[[ Data to examine, beginning ]]

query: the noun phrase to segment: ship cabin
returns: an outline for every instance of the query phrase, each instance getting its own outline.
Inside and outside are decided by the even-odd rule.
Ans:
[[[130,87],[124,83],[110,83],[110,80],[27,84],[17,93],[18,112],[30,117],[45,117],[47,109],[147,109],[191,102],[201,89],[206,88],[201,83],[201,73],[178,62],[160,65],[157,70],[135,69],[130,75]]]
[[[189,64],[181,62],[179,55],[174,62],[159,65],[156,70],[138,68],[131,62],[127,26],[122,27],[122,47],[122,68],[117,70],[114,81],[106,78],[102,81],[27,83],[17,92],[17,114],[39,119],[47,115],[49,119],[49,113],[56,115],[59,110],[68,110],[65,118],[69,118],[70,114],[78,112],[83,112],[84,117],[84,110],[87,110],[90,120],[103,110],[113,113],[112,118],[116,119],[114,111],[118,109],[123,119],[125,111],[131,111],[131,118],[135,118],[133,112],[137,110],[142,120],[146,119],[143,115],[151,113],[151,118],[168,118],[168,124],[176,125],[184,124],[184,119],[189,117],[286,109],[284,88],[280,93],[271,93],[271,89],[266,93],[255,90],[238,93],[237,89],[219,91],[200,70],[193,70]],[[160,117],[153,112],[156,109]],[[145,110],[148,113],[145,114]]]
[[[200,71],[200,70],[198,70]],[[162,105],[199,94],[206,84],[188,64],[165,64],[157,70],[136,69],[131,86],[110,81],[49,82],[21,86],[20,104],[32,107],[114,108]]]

[[ Data to examine, end ]]
[[ Data to examine, beginning ]]

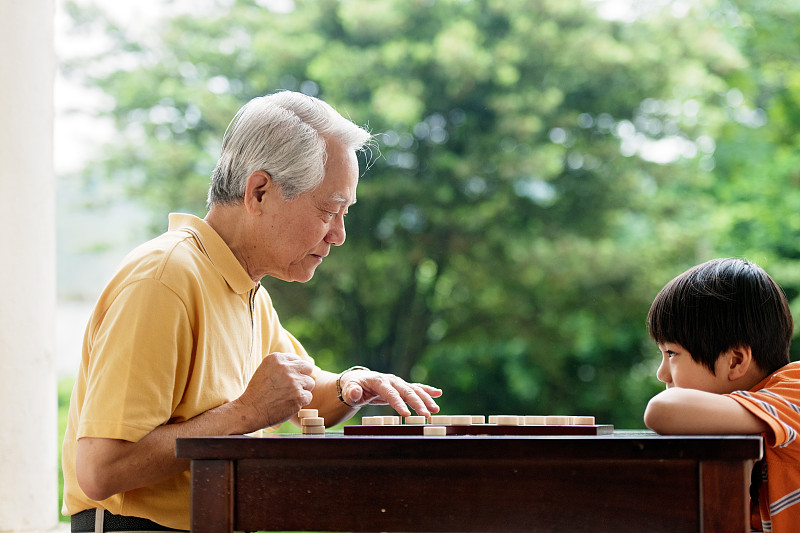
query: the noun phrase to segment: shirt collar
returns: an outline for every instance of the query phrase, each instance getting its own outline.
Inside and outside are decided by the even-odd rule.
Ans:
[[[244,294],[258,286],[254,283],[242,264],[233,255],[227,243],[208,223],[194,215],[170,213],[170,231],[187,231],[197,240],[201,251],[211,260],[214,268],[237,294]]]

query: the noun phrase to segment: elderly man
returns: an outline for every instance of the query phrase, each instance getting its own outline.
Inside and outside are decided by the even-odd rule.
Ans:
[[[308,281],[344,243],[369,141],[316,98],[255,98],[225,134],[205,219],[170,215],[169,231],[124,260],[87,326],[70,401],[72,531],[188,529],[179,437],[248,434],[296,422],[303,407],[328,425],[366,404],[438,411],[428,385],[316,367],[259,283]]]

[[ Data to examine, end ]]

**Required work**
For every line of the records that has the word "noun" in it, make a copy.

**Answer box**
query: the noun phrase to segment: ship cabin
query: the noun phrase to segment: shirt collar
query: the noun phrase to segment: elderly man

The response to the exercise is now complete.